▶ [EXERCISE PROMPT]:
In the article on antisemitism and Jewish emigration below, copy word for word the passage that begins with the words containing "In London, the" and ends with "London Ken Livingstone.".

More Jews are moving to Israel from France than from any other Western country: 3,000 last year; 8,000 the year before. And the trend continues. The exodus is not unexpected, given that France is home to a largely hostile population of 5.5 million Muslims and that 11 French Jews have been murdered in antisemitic attacks since 2006.
Now the eyes of British Jews are also turning to the sliver of land in the eastern Mediterranean. Not that they have experienced the level of violence comparable to those across the Channel, but there is an unmistakable change in the air. Over the past two years, since the hard-left seized the reins of Britain’s Labour Party, the dogs of hate have slipped the leash and antisemitism has become acceptable again; de rigueur, even.
Zionism is perceived as the new Nazism, while Israel is a colonial-apartheid state and Jews are viewed as the enablers of oppression, the epitome of exclusivism, the source of inequality and the agents of societal division. They manipulate the markets, manoeuvre the media and bend the political classes to their will in order to maximise their profits. They are a malign influence and the greater their philanthropy, argue their critics, the greater their guilt.
It took a former Labour prime minister, Tony Blair, to underscore the danger facing British Jews: “The scourge we fought to eradicate in the 20th century has been allowed to make a comeback,” he wrote in the Jewish Chronicle last month. “We must once again stamp it out, by progressive political forces ensuring that anti-Semitism is not allowed to take root in any space in our national life.”
Blair, who has visited the Jewish state “close to 200 times” since he left office in 2007, described himself as “a friend and supporter of Israel”. He added: “I find it distressing that 70 years on, there are those who question not the policies and actions of Israel’s governments, but whether there should be an Israel at all. Too often, we have seen how anti-Zionism trends easily into anti-Semitism.”
There is little doubt that Blair was referring to his current successor as Labour leader, Jeremy Corbyn.
So acrid has the atmosphere become that the Israeli Labour Party leader, Avi Gabbay, recently announced he was severing his ties with Corbyn because of his “hostility to the Jewish community”. In a letter to Corbyn, who rejected an invitation by his Israeli counterpart to visit the Yad Vashem Holocaust Memorial Centre in Jerusalem, Gabbay noted Corbyn’s “very public hatred” of the Israeli Government and said he had a “responsibility to acknowledge the hostility that you have shown to the Jewish community and the antisemitic statements and actions you have allowed”.
In London, the heads of both the Board of Deputies of British Jews and the Jewish Leadership Council expressed disappointment after Corbyn reluctantly agreed to meet them, noting that he had confined himself to matters of process rather than action during the meeting. One of the main items on their agenda was when Corbyn would expel, rather than merely suspend, the hundreds of party members who have expressed antisemitic sentiments. Top of the list is the former Labour parliamentarian and mayor of London Ken Livingstone.
Livingstone, regarded as a political doppelganger of Corbyn, achieved notoriety two years ago when he declared in media interviews that Hitler was sympathetic to the Zionist movement and that Zionists had co-operated with the Nazis in the 1930s. Last month, Baroness Shami Chakrabarti, who had conducted an inquiry into antisemitism within the Labour Party at Corbyn’s request, said Livingstone had shamed the party and must be expelled.

▶ [GIVEN RECORDS]:
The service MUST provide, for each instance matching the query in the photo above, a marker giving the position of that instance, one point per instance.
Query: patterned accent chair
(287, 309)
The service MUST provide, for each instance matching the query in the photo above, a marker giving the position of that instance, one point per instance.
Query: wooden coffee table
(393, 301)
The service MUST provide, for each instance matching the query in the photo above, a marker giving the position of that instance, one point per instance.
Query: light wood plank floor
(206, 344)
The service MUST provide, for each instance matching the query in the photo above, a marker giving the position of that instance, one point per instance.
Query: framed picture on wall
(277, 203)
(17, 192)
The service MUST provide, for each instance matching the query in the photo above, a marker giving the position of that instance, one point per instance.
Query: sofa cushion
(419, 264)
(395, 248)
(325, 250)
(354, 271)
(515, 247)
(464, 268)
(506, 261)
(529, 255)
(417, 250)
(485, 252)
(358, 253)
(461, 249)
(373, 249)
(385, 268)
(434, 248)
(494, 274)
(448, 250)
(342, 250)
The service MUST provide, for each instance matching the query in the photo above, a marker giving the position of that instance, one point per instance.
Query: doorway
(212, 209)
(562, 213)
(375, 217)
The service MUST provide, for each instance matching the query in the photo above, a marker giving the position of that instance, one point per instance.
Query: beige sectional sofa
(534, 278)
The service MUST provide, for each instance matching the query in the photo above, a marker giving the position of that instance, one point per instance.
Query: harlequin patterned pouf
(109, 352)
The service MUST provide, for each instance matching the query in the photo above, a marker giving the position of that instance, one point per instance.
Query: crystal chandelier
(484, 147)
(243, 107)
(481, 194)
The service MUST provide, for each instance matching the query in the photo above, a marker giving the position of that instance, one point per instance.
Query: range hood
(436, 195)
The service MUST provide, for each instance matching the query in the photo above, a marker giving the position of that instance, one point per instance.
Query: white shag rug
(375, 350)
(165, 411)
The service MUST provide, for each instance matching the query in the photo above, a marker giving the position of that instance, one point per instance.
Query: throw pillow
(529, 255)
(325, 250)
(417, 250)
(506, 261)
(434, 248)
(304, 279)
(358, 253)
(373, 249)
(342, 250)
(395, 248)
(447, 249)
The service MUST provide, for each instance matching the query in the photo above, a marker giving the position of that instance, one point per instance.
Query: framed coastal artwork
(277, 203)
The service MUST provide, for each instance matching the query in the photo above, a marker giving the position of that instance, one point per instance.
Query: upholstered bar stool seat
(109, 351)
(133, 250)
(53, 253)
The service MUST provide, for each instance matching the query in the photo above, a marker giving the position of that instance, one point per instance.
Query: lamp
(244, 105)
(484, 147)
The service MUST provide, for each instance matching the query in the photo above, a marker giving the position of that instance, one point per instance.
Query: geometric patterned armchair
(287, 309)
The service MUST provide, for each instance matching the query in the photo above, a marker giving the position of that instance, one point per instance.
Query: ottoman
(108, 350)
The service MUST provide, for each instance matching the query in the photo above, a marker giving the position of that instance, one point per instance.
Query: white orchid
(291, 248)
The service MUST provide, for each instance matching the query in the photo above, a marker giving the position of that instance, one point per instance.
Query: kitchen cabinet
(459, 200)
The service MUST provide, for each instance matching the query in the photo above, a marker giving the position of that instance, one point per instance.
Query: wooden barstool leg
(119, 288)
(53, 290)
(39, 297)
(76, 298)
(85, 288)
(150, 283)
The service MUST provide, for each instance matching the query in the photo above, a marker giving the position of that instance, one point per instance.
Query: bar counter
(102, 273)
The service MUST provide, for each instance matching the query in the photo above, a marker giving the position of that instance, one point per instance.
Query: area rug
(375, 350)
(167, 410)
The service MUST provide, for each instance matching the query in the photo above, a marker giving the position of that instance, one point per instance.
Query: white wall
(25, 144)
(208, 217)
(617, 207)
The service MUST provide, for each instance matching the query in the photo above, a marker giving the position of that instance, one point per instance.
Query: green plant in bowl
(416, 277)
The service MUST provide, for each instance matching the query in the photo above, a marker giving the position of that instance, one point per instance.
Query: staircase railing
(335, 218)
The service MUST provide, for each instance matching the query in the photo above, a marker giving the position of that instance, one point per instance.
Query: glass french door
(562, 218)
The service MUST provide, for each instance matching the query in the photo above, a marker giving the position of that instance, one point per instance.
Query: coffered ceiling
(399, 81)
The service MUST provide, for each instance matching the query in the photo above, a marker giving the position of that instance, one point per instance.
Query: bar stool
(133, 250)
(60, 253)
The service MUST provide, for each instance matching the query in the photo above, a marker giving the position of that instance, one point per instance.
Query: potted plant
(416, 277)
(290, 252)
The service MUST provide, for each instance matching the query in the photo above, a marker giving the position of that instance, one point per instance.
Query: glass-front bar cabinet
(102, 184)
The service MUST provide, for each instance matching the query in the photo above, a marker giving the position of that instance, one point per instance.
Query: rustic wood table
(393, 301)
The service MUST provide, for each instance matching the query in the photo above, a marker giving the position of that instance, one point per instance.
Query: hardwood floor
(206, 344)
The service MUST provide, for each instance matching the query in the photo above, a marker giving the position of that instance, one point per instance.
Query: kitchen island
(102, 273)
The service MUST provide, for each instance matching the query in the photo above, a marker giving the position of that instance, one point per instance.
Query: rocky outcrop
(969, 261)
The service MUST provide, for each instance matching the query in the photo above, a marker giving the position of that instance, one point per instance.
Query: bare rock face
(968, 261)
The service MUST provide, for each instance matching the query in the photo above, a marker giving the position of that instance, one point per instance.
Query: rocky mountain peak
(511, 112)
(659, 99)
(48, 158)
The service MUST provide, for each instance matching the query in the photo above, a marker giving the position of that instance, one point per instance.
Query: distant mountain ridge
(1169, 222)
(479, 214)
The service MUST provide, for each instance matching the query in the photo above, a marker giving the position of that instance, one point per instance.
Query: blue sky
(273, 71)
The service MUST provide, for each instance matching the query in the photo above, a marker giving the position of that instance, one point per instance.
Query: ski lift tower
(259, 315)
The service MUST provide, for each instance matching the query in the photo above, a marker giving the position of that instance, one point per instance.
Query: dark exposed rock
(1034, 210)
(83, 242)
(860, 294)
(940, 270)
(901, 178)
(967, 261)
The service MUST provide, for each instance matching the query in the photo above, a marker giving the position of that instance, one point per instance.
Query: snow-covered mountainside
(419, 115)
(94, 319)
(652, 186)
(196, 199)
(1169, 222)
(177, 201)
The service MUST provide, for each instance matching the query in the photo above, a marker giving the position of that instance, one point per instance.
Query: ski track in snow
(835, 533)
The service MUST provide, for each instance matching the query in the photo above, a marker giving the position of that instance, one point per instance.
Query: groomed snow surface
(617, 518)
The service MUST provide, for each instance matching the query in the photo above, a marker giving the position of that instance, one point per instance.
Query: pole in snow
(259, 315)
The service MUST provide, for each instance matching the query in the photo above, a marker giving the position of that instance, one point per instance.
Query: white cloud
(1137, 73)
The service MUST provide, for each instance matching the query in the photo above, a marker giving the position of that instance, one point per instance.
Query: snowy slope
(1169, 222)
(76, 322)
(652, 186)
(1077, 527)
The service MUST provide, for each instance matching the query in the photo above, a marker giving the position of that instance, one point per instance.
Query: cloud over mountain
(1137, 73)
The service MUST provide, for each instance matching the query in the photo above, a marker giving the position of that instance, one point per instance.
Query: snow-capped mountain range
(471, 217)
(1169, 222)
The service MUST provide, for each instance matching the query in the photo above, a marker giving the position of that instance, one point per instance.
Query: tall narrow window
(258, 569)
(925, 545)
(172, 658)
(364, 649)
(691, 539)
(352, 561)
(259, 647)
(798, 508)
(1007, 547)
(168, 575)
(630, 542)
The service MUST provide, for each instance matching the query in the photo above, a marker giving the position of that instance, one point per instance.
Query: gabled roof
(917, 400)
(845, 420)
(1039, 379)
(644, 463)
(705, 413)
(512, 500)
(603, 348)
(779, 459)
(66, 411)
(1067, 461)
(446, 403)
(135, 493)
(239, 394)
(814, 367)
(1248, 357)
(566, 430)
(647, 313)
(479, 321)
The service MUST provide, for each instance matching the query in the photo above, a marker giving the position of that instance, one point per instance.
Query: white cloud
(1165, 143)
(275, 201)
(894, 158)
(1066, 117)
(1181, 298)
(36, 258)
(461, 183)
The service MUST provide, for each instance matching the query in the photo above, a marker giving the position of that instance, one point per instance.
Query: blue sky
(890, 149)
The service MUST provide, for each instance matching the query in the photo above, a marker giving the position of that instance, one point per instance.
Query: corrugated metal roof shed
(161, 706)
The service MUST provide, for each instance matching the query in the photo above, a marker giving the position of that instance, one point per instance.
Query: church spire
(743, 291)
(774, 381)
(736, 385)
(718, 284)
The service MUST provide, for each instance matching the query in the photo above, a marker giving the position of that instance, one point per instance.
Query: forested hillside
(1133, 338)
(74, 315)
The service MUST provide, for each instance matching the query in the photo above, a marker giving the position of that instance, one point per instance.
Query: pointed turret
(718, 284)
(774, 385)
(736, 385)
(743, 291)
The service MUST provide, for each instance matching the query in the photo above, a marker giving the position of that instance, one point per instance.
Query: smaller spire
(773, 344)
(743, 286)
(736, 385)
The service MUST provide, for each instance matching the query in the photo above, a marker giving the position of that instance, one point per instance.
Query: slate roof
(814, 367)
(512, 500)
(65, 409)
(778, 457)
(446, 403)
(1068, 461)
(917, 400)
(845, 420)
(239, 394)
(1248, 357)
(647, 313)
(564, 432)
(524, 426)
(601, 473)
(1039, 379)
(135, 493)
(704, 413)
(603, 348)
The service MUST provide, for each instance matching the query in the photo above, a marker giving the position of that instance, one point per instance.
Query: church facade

▶ [EXERCISE RESPONSE]:
In London, the heads of both the Board of Deputies of British Jews and the Jewish Leadership Council expressed disappointment after Corbyn reluctantly agreed to meet them, noting that he had confined himself to matters of process rather than action during the meeting. One of the main items on their agenda was when Corbyn would expel, rather than merely suspend, the hundreds of party members who have expressed antisemitic sentiments. Top of the list is the former Labour parliamentarian and mayor of London Ken Livingstone.